### EXERCISE PASSAGE:
=== Begin Enclosure ===
October 19, 1987|Associated Press

JACKSON, Miss. — Sen. John C. Stennis, the longest-serving member of the current U.S. Senate, announced today he will not seek reelection next year to the seat he has held since 1947.

Stennis, 86, president pro tempore of the Senate and chairman of the Senate Appropriations Committee, said another term would keep him on the job until he was 93.

"Common sense dictates that I cannot be confident of being physically able to continue to give my best effort through another six years," the Mississippi Democrat said. "My doctors confirm my judgment."

Stennis' announcement came as he prepared to enter Walter Reed Army Medical Center "to undergo a surgical procedure to correct a prostate gland problem." He said he expects to return to work later this week.

"I greatly regret leaving the Senate . . . but age and health control," Stennis said. "My heart says yes, run again, but my best judgment says no."

Stennis said he will serve the remainder of his current term, which ends in January, 1989.

His decision will leave him just eight months short of the Senate longevity record--he would have to serve until Sept. 18, 1989, to break the service record of 41 years, 10 months and 12 days set by Arizona's Carl Hayden, who retired from the Senate in 1969.

Stennis has been confined to a wheelchair since he lost his left leg to cancer in 1984. He has held the respect of colleagues through eight presidential administrations and has easily defeated those who would have ousted him.

His reputation for honesty led fellow senators to select him to draw up a code of ethics for the chamber in the mid 1960s.
=== End Enclosure ===
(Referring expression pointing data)
=== Begin Enclosure ===
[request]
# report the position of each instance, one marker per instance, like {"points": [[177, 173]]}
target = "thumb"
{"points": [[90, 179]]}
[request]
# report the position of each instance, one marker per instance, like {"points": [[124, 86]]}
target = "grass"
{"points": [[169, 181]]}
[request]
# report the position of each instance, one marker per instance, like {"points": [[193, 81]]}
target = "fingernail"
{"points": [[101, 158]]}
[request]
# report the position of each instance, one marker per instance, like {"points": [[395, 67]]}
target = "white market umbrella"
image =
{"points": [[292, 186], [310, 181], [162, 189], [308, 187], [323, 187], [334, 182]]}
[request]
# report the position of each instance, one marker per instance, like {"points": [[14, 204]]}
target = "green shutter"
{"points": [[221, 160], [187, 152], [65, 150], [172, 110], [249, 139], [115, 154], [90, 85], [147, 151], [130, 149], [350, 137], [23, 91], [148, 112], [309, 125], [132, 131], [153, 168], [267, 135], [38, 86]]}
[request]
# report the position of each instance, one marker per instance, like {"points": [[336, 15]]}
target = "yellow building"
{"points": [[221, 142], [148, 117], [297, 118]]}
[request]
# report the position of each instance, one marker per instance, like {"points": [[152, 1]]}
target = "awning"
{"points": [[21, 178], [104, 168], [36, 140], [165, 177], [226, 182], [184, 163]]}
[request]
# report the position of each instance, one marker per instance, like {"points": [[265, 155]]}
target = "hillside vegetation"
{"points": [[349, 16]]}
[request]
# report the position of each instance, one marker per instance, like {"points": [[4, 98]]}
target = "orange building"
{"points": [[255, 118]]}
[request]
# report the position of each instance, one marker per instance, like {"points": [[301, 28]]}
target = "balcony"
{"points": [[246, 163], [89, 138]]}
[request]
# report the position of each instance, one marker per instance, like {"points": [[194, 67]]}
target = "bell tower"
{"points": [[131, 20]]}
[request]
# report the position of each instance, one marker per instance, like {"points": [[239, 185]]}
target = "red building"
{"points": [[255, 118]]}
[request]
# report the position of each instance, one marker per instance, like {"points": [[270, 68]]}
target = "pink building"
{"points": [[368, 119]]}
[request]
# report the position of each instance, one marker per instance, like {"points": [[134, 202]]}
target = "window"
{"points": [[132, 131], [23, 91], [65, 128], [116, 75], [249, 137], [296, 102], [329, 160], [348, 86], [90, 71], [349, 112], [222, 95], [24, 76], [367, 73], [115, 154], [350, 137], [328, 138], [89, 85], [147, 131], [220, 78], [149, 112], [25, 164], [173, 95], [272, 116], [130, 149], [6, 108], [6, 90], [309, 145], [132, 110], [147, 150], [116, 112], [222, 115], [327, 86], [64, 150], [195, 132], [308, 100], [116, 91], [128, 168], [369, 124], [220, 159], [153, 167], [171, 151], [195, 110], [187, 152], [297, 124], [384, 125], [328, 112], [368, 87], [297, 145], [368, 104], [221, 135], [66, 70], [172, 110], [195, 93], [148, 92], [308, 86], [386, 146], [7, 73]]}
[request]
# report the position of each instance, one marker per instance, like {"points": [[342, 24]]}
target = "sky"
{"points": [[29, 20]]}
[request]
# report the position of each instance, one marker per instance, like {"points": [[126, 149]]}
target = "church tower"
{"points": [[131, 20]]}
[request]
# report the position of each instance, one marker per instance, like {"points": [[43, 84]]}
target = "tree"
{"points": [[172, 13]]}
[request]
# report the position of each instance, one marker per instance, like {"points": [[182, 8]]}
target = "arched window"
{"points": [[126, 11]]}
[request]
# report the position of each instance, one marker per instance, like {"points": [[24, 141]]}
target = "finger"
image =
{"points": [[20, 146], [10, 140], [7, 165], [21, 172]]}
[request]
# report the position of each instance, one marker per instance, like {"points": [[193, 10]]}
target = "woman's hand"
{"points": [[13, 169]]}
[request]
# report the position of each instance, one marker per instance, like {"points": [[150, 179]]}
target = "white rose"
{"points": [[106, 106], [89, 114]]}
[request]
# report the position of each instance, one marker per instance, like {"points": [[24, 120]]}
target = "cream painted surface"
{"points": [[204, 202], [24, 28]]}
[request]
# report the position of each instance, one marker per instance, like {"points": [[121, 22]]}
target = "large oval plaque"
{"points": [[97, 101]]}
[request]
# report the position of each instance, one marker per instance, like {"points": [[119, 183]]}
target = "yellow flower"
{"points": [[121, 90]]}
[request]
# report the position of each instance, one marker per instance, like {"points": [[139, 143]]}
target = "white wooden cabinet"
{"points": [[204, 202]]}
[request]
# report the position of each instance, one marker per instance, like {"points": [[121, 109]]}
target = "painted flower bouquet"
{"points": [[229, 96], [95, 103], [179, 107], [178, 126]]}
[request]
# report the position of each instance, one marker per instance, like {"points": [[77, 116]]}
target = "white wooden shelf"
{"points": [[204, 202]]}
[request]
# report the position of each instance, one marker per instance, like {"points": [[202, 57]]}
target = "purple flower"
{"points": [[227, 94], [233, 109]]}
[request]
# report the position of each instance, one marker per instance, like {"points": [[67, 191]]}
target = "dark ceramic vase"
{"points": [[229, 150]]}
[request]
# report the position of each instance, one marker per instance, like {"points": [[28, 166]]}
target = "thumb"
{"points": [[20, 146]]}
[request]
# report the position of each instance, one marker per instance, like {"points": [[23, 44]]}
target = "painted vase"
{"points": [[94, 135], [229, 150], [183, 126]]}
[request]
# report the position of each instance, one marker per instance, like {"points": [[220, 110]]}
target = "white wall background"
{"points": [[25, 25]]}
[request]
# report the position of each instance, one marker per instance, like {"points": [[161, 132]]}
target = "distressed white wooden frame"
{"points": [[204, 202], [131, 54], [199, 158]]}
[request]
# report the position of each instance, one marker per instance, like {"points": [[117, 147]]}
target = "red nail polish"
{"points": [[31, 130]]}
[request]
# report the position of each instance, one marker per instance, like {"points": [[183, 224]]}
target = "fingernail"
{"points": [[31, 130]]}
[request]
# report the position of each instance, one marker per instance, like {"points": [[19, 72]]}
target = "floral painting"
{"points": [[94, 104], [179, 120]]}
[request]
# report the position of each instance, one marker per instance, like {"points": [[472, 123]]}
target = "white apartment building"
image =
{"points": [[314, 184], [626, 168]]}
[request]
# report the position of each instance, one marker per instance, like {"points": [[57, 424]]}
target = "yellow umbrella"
=== End Enclosure ===
### EXERCISE INSTRUCTIONS:
Decide whether each statement agrees with the article on Senator Stennis's retirement, answering yes or no and quoting the deciding words from the article. 1. Stennis has held his Senate seat since 1947. 2. Stennis lost his right leg to cancer. 3. Stennis expects to return to work next month.

### ANSWER TO THE PROBLEM:
1. Yes: "the seat he has held since 1947."
2. No: "he lost his left leg to cancer in 1984."
3. No: "He said he expects to return to work later this week."